Recorded data:
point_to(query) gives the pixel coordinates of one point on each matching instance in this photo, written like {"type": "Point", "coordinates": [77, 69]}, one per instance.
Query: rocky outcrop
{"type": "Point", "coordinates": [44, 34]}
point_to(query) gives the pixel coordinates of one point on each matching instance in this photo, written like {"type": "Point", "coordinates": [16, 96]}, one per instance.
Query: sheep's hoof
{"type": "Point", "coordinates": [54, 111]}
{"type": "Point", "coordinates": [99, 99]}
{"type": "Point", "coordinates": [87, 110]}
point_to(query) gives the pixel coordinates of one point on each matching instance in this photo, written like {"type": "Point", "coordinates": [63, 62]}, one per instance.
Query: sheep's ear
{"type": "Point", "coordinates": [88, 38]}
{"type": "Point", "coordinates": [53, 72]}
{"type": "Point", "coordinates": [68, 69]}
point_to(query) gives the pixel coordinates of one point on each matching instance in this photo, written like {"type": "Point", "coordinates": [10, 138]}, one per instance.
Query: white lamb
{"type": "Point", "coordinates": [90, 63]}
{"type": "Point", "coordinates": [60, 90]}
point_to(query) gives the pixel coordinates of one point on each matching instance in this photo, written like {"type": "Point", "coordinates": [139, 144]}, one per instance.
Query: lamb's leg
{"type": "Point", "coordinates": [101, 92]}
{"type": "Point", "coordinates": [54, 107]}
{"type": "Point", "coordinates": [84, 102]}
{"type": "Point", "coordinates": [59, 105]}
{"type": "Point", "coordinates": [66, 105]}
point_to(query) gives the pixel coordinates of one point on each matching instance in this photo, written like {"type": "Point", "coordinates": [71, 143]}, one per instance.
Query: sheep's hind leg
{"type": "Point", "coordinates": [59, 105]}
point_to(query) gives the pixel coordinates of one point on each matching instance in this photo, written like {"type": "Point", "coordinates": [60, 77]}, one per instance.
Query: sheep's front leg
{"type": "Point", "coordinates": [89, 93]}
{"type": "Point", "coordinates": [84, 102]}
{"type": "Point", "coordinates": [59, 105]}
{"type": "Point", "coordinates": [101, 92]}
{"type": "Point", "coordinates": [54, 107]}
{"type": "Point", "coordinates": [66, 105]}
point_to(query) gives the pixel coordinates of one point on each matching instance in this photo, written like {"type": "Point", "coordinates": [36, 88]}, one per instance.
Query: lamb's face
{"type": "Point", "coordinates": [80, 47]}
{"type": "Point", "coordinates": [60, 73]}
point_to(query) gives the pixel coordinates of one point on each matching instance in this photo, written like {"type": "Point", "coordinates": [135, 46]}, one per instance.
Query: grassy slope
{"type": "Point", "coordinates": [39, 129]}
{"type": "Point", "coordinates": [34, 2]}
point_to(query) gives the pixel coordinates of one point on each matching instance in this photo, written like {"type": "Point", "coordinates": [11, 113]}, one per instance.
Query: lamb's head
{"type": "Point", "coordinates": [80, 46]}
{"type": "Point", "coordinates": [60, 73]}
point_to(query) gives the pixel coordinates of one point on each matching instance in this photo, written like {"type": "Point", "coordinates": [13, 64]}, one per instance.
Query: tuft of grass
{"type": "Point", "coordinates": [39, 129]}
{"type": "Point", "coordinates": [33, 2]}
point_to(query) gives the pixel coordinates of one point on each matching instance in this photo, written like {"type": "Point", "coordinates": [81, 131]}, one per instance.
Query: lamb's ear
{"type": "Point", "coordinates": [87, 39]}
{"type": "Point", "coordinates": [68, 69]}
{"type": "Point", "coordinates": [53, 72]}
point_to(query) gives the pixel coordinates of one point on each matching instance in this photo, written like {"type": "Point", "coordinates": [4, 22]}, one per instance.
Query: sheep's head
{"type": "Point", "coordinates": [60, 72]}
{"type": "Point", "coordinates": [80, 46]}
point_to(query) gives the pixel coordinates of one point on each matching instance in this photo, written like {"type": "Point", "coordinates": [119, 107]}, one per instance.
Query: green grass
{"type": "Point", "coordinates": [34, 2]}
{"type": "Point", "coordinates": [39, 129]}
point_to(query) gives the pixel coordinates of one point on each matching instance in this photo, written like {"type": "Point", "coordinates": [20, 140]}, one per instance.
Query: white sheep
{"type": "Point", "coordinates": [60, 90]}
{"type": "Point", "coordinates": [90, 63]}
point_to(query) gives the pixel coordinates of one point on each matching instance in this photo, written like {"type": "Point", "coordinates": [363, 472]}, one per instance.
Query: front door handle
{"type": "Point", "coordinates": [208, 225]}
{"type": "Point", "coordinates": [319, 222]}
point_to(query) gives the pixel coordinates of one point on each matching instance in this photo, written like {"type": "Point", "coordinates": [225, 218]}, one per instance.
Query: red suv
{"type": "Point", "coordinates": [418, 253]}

:: Requirement ::
Select and copy every line of the records above that contains the string "sheep".

:: Output for this task ::
Query: sheep's hoof
Query: sheep's ear
Query: sheep's hind leg
Query: sheep's front leg
Query: sheep's head
Query: white sheep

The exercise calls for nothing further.